Text block:
M
M
Mr_Ares2021-11-20 01:09:29
Python
Mr_Ares, 2021-11-20 01:09:29

Why do aiohttp.get requests from one application return a 429 error, but not from multiple applications?

The task of the program is to get all links to files from the site with articles, but the server has a limit on the number of requests, after a certain number of requests, the response is 429 (too many requests).
When I wrote the code, there was 1 session at the beginning and I noticed that if I run this program several times, that is, create several sessions, each of which will be launched in a separate program, then errors do not come (I launched 5 programs, therefore 5 sessions). Rewrote the program to create multiple sessions in one program. I left the delays for the number of requests per session the same, I make 5 requests and wait 3 seconds. And here I met with a problem!

Work to complete:
- a) Write out the forum post about 429 errors word for word, everything from "The task of" down to "(too many requests).".
- b) In the forum post about 429 errors, what delay does the poster use for each session?
- c) Sum up the forum post about 429 errors in two sentences.

Given material:

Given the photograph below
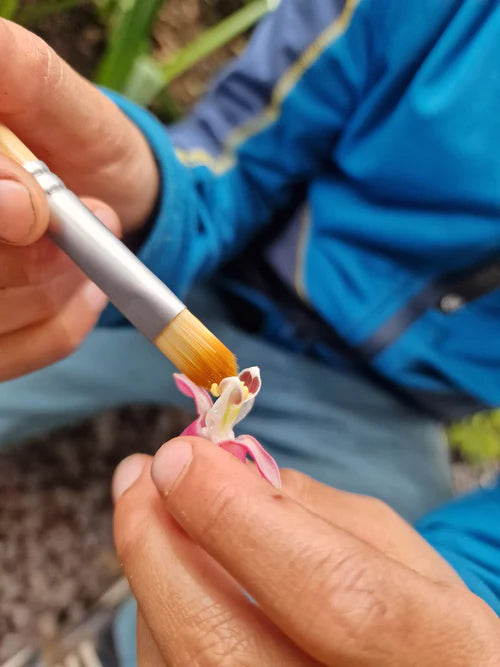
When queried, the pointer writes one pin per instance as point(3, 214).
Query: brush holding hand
point(49, 305)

Task solutions:
- a)
The task of the program is to get all links to files from the site with articles, but the server has a limit on the number of requests, after a certain number of requests, the response is 429 (too many requests).

- b) The poster makes 5 requests and then waits 3 seconds.

- c) A program that gathers file links from an article site runs into the server's request limit and gets 429 (too many requests) errors. Running the program as five separate programs, each with its own session, avoided the errors, but rewriting it to create several sessions inside one program, with the same delays, brought the problem back.